::: Task material
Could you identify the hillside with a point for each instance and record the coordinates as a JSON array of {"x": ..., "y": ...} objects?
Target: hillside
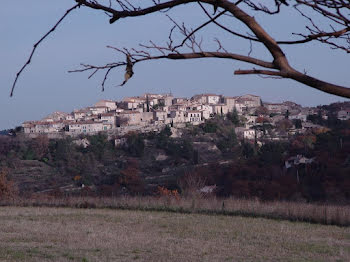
[{"x": 312, "y": 166}]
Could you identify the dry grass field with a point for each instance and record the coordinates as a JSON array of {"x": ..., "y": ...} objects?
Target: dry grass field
[{"x": 66, "y": 234}]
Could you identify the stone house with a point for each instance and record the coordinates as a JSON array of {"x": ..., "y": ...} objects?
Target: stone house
::::::
- **What needs to be done**
Please find, in the entries above, every line where "with" occurs, and copy it.

- **Answer below**
Could you identify the hillside with a point for each instance and record the coordinates as a JSON array of {"x": ..., "y": ...} objects?
Could you identify the dry grass field with a point for each instance and record the coordinates as a JSON array of {"x": ..., "y": ...} objects?
Could you identify the stone house with a point for each instance and record the coordinates as a JSON array of {"x": ..., "y": ...} objects?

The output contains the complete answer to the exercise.